--- What the task requires ---
Find the line that contains "Hi there! Can you please detect the cessna"; then retype it and each line after it, exactly, through the final line of the data below.

--- Excerpts of labeled region data ---

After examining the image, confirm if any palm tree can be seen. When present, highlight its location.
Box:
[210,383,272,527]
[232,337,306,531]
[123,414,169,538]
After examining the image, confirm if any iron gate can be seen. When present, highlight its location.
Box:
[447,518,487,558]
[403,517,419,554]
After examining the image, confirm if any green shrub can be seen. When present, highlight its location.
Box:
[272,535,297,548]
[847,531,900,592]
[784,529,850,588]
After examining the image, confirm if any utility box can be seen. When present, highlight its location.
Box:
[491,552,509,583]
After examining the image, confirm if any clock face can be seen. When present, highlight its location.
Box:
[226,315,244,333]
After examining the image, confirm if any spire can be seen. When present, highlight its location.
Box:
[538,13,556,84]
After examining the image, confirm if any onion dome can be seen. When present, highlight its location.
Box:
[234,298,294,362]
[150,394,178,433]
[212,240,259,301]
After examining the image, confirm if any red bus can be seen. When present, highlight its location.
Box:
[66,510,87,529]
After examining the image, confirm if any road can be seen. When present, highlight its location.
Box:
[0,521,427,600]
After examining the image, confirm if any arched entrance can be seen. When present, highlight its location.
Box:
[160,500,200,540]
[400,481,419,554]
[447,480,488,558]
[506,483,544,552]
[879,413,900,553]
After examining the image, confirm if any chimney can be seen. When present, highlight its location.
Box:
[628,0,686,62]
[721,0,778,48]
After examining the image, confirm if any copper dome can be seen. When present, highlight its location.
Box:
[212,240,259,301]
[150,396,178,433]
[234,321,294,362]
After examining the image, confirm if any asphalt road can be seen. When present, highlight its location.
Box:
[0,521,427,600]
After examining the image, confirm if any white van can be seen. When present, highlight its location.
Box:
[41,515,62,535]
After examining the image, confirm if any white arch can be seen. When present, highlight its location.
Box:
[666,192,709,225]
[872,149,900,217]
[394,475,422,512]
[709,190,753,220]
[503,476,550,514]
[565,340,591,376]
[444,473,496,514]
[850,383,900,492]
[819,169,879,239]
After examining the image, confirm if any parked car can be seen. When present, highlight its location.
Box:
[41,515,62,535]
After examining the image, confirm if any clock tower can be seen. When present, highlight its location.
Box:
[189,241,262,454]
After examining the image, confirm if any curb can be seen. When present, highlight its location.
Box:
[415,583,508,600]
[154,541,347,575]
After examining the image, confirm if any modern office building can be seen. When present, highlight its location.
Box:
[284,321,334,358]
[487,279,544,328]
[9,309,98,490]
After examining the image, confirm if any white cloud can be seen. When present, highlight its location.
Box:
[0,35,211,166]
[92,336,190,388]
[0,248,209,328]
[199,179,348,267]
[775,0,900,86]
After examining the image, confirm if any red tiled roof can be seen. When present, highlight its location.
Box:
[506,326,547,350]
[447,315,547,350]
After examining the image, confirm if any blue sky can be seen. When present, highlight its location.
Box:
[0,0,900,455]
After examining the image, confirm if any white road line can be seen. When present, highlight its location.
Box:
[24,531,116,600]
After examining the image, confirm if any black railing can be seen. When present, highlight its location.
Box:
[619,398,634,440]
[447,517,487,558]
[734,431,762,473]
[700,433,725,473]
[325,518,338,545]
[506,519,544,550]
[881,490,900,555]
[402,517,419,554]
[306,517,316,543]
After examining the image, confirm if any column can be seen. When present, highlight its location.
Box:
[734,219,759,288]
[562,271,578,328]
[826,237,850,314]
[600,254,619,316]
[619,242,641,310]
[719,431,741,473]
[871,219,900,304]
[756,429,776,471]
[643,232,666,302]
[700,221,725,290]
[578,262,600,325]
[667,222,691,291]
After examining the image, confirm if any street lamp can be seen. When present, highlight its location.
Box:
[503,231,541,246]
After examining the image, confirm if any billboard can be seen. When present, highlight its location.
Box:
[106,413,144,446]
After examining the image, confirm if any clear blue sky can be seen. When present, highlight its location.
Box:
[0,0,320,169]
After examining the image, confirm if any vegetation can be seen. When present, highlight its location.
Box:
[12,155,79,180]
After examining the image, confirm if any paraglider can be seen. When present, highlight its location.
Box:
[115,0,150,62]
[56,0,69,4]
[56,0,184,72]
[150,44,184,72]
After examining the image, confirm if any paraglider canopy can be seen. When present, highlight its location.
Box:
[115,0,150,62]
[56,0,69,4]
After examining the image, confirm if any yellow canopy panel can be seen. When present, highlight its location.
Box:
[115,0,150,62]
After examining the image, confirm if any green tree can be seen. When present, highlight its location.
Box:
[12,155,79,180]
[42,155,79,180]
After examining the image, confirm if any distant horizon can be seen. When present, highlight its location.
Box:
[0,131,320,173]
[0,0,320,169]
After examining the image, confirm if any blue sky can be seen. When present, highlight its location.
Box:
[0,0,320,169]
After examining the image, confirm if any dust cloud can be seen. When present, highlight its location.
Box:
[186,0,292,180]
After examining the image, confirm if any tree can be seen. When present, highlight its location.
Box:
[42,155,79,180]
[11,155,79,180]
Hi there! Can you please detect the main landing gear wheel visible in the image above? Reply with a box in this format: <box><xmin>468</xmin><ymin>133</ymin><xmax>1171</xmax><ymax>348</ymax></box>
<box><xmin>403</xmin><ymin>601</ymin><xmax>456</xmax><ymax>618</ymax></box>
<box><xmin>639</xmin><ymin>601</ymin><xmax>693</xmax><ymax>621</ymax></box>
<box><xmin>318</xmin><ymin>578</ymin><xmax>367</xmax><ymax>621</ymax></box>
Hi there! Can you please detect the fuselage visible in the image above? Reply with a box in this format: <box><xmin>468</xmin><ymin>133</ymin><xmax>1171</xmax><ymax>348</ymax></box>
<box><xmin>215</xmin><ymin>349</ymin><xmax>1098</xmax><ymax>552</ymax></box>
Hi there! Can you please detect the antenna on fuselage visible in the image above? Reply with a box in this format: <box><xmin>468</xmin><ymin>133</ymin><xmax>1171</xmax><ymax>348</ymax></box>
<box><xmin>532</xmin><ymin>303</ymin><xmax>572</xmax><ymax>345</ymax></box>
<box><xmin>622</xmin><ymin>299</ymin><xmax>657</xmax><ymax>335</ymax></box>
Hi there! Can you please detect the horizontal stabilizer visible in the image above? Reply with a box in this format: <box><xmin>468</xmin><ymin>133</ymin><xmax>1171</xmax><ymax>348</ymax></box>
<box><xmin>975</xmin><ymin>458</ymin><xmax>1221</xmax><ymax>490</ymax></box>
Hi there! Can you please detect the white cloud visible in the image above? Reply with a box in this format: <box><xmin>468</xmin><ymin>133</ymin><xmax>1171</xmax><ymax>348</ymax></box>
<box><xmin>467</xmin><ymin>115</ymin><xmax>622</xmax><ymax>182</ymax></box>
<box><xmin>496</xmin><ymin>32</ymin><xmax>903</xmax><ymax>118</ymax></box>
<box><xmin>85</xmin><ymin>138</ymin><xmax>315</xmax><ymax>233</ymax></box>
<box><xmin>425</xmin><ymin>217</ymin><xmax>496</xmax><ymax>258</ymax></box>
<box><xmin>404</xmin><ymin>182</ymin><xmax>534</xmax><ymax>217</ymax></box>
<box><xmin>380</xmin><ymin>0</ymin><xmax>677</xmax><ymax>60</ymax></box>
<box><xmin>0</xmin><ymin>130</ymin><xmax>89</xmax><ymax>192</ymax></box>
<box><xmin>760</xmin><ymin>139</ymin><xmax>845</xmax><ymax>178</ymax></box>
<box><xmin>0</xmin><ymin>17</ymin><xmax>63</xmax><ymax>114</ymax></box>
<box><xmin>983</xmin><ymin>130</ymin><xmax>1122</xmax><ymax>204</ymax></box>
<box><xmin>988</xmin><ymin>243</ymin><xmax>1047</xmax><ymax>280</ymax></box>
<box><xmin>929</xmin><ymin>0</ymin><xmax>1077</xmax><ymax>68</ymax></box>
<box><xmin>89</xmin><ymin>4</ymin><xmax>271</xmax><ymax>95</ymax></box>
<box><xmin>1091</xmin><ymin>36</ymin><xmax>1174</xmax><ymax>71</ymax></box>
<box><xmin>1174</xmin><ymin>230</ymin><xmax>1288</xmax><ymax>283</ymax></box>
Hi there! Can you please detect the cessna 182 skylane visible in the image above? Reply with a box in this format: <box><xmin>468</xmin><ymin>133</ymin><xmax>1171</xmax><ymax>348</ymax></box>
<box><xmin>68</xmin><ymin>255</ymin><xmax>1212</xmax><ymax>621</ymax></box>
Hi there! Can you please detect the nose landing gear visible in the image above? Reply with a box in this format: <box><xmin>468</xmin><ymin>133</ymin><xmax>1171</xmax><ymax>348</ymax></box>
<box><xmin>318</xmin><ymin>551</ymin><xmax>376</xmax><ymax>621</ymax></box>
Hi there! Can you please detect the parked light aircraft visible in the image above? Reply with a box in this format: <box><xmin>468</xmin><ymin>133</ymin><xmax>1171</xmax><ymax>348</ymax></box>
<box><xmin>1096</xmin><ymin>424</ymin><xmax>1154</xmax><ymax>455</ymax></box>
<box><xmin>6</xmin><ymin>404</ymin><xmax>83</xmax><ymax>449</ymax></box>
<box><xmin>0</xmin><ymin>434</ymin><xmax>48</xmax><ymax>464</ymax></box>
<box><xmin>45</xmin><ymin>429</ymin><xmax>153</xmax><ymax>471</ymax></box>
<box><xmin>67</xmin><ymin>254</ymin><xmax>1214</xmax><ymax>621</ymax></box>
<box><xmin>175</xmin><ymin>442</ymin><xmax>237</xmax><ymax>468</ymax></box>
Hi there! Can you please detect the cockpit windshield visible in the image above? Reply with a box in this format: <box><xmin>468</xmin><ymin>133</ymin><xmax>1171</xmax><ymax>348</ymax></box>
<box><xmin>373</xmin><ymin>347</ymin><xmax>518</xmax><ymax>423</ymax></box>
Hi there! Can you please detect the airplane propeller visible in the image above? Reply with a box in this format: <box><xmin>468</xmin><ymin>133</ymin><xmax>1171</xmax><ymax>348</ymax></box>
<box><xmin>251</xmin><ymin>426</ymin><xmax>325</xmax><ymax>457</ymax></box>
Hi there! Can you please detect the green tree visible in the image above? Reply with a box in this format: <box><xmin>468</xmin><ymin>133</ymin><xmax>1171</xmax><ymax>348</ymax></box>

--- Written reply ---
Hi there! Can you please detect the cessna 182 skylane visible in the image above? Reply with a box in this format: <box><xmin>468</xmin><ymin>133</ymin><xmax>1171</xmax><ymax>348</ymax></box>
<box><xmin>68</xmin><ymin>255</ymin><xmax>1212</xmax><ymax>621</ymax></box>
Hi there! Can you please detect the nose landing gear visible in the image above? Reply with a box in this format: <box><xmin>468</xmin><ymin>133</ymin><xmax>1171</xmax><ymax>348</ymax></box>
<box><xmin>318</xmin><ymin>551</ymin><xmax>376</xmax><ymax>621</ymax></box>
Hi there! Can you please detect the parked light aircraft visible in the image above? Reply with a box in this format: <box><xmin>468</xmin><ymin>133</ymin><xmax>1171</xmax><ymax>348</ymax></box>
<box><xmin>1096</xmin><ymin>424</ymin><xmax>1154</xmax><ymax>455</ymax></box>
<box><xmin>6</xmin><ymin>404</ymin><xmax>83</xmax><ymax>449</ymax></box>
<box><xmin>0</xmin><ymin>434</ymin><xmax>48</xmax><ymax>464</ymax></box>
<box><xmin>45</xmin><ymin>429</ymin><xmax>153</xmax><ymax>471</ymax></box>
<box><xmin>67</xmin><ymin>254</ymin><xmax>1214</xmax><ymax>621</ymax></box>
<box><xmin>175</xmin><ymin>442</ymin><xmax>237</xmax><ymax>468</ymax></box>
Hi there! Can you please detect the cockpit windshield visible in the image above? Reply with a box in this format: <box><xmin>468</xmin><ymin>133</ymin><xmax>1171</xmax><ymax>348</ymax></box>
<box><xmin>373</xmin><ymin>347</ymin><xmax>518</xmax><ymax>423</ymax></box>
Hi there! Can you please detect the airplane propeller visible in the image above? Reply with a box in this format: <box><xmin>468</xmin><ymin>133</ymin><xmax>1171</xmax><ymax>348</ymax></box>
<box><xmin>251</xmin><ymin>426</ymin><xmax>325</xmax><ymax>457</ymax></box>
Hi there! Can you please detect the green tree visible in the image above? Reply with a box in this format: <box><xmin>468</xmin><ymin>133</ymin><xmax>1171</xmax><ymax>348</ymax></box>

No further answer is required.